- _Lesetext_:
--------------------

Kurzberichte junger Forscher
Witwen und Waisen im Römischen Reich
Seit den siebziger Jahren dieses Jahrhunderts ist die Geschichte der Familie
zu einem Schwerpunkt althistorischer Forschung geworden. Es fehlte aber bislang
an sozialhistorischen Untersuchungen zu den Witwen und Waisen im Römischen
Reich. Offenbar erschien das Thema der Forschung marginal. Tatsächlich läßt es
uns jedoch tiefe Einblicke in die privaten und öffentlichen Verhältnisse der
alten Welt in fast allen Lebensbereichen tun: Es gibt nicht nur über zahlreiche
Aspekte, der Haushaltsstrukturen, der Familie und Verwandtschaft Aufschluß,
sondern leistet auch einen wichtigen Beitrag zur Erforschung der
gesellschaftlichen Stellung der Frauen überhaupt, der Altersversorgung, der
Armut oder der Christianisierung in der Spätantike.
Es liegt nahe, zunächst nach der Zahl der Witwen und Waisen zu fragen.

--------------------

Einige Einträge
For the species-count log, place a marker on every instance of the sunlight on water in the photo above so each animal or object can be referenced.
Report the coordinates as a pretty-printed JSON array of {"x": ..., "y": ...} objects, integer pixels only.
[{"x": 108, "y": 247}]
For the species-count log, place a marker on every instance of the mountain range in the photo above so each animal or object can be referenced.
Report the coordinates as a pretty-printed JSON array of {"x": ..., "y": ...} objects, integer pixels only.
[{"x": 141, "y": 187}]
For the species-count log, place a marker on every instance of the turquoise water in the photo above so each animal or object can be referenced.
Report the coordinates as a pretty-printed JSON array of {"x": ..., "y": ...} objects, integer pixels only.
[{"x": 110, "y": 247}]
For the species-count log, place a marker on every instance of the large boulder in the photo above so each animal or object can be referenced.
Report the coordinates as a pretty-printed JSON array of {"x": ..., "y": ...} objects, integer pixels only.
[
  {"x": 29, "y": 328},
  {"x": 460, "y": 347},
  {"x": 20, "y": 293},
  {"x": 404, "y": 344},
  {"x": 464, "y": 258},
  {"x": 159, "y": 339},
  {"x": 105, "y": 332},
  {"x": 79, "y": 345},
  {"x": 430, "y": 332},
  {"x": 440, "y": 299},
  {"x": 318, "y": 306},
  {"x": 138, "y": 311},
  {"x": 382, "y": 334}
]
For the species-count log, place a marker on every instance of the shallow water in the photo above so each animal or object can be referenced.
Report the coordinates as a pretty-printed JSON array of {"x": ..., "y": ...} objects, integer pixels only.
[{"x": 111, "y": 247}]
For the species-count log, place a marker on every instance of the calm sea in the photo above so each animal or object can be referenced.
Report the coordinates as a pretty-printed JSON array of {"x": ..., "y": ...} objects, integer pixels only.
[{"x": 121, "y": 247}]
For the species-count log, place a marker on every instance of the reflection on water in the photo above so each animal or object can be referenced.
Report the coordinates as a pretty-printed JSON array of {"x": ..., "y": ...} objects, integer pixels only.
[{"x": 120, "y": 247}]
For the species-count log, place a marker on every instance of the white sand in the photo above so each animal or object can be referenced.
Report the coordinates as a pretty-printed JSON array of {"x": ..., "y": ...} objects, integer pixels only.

--------------------

- _Aufgabe A_: Gib den Absatz des Lesetexts, der mit „Seit den siebziger Jahren“ beginnt, als knappe Stichpunktliste wieder. Seine wesentlichen Fakten müssen erhalten bleiben.
- _Aufgabe B_: Kopiere aus der Auflistung wortgetreu alle Zeilen von der Zeile mit „of the reflection“ bis zum Ende der Auflistung, beide Grenzen eingeschlossen.
Der Lesetext und die Auflistung sind getrennte Materialien.

- _Richtige Lösung A_:
- Seit den siebziger Jahren ist die Geschichte der Familie ein Schwerpunkt der althistorischen Forschung.
- Sozialhistorische Untersuchungen zu Witwen und Waisen im Römischen Reich fehlten bislang, weil das Thema offenbar als marginal galt.
- Das Thema gewährt tiefe Einblicke in die privaten und öffentlichen Verhältnisse der alten Welt.
- Es gibt Aufschluss über Haushaltsstrukturen, Familie und Verwandtschaft.
- Es trägt zur Erforschung der gesellschaftlichen Stellung der Frauen, der Altersversorgung, der Armut und der Christianisierung in der Spätantike bei.

- _Richtige Lösung B_:
For the species-count log, place a marker on every instance of the reflection on water in the photo above so each animal or object can be referenced.
Report the coordinates as a pretty-printed JSON array of {"x": ..., "y": ...} objects, integer pixels only.
[{"x": 120, "y": 247}]
For the species-count log, place a marker on every instance of the white sand in the photo above so each animal or object can be referenced.
Report the coordinates as a pretty-printed JSON array of {"x": ..., "y": ...} objects, integer pixels only.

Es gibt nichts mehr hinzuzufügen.